*** Rows ***

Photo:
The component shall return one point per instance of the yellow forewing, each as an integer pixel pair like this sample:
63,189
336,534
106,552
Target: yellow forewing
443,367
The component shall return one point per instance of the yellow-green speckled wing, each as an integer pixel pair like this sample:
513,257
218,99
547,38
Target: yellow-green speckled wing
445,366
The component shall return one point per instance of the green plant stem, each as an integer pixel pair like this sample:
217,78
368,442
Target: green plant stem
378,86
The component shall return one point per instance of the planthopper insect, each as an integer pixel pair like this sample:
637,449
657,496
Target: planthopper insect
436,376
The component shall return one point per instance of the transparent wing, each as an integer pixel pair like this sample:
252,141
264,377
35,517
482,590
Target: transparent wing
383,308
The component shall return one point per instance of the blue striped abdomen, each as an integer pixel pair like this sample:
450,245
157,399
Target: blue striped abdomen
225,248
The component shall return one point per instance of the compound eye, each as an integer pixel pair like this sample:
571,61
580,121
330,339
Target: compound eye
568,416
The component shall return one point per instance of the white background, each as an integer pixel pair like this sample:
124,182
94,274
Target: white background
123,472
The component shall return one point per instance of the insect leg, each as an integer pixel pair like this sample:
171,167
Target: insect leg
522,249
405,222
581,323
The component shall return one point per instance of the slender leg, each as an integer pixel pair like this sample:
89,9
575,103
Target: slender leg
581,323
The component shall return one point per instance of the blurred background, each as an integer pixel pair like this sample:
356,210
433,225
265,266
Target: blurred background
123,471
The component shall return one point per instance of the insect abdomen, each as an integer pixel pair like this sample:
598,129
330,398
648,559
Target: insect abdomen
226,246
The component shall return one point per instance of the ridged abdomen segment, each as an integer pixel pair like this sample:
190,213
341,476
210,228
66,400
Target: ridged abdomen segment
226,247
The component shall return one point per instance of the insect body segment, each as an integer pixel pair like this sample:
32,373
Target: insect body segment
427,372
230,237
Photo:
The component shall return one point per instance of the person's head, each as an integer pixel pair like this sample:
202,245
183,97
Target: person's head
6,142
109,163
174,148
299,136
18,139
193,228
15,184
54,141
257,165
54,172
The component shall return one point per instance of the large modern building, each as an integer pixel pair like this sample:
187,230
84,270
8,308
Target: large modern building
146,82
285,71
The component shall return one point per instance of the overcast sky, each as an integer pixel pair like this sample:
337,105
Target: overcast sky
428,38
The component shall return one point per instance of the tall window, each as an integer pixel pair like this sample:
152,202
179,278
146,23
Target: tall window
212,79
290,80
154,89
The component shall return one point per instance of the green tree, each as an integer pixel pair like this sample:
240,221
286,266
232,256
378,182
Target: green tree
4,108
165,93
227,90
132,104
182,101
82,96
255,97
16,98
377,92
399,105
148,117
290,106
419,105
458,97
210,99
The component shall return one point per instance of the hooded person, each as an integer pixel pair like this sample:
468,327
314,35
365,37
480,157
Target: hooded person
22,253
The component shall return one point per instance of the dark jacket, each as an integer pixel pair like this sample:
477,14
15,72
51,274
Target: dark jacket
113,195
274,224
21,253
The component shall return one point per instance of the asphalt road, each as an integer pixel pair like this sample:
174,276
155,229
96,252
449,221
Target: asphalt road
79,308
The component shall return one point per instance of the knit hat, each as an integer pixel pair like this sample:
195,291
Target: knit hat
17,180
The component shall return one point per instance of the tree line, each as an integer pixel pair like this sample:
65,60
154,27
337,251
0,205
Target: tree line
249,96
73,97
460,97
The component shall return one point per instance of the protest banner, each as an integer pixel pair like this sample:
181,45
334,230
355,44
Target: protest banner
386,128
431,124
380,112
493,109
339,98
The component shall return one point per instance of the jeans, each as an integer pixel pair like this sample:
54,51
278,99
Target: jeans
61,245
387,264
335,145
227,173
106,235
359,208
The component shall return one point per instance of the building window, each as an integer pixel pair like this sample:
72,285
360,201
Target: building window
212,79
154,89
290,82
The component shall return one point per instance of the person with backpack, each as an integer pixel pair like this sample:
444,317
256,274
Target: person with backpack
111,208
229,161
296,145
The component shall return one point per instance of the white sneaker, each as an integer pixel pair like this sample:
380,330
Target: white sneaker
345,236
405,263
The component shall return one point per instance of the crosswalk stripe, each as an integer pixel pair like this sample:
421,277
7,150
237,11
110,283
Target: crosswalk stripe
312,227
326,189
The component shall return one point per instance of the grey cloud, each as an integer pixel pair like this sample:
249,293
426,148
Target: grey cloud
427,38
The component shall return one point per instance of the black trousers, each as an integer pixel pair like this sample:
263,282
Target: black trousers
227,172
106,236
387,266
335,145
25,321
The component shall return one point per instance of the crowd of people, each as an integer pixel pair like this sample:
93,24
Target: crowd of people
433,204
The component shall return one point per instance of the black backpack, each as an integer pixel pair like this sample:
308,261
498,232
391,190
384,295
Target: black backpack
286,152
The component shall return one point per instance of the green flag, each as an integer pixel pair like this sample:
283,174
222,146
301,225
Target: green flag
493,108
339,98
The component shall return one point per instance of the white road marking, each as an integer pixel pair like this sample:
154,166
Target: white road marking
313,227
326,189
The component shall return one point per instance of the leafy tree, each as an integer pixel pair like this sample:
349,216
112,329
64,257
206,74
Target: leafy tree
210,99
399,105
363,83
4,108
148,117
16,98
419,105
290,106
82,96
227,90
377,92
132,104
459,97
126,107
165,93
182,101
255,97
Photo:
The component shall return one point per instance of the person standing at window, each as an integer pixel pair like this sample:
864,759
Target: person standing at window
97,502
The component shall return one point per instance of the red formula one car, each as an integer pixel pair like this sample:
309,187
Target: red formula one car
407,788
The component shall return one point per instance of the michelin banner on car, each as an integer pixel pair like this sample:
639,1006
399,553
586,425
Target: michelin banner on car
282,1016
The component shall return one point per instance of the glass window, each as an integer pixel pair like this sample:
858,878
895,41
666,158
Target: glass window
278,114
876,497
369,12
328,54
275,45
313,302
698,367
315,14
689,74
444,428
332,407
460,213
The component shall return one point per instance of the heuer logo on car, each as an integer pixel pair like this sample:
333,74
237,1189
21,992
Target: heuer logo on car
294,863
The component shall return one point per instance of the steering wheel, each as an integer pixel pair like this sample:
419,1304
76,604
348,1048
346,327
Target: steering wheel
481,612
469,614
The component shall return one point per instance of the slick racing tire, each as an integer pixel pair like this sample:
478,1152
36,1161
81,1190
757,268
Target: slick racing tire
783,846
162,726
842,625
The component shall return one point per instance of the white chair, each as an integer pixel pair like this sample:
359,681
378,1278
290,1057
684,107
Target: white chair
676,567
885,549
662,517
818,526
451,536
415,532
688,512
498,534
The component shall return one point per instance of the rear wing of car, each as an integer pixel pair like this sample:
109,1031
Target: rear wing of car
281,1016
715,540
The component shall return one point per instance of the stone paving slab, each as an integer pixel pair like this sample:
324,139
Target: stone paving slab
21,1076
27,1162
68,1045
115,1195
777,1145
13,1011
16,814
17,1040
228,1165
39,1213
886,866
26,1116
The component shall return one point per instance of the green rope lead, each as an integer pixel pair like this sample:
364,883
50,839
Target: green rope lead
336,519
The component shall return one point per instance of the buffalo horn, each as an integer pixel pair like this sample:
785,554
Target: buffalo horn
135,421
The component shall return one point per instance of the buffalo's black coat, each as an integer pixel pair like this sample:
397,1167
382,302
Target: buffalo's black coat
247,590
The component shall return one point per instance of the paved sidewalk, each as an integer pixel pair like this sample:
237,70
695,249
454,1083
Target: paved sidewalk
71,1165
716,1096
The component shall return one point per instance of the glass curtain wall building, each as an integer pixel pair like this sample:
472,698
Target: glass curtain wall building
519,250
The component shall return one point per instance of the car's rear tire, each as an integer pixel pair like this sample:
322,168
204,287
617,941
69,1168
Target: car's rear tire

***

* [Short problem]: Rewrite the lines starting at the line that contains "the glass curtain" and ending at the last line, swapping "rear tire" for "front tire" and leaving everything else unchanged.

* [Right answer]:
The component shall return one point per instance of the glass curtain wall building, each as an integer pixel pair like this sample:
472,698
Target: glass curtain wall building
519,250
The component shall return one point per instance of the car's front tire, each as an integer pixel pair like this sample:
322,168
204,287
617,941
69,1168
Target: car's front tire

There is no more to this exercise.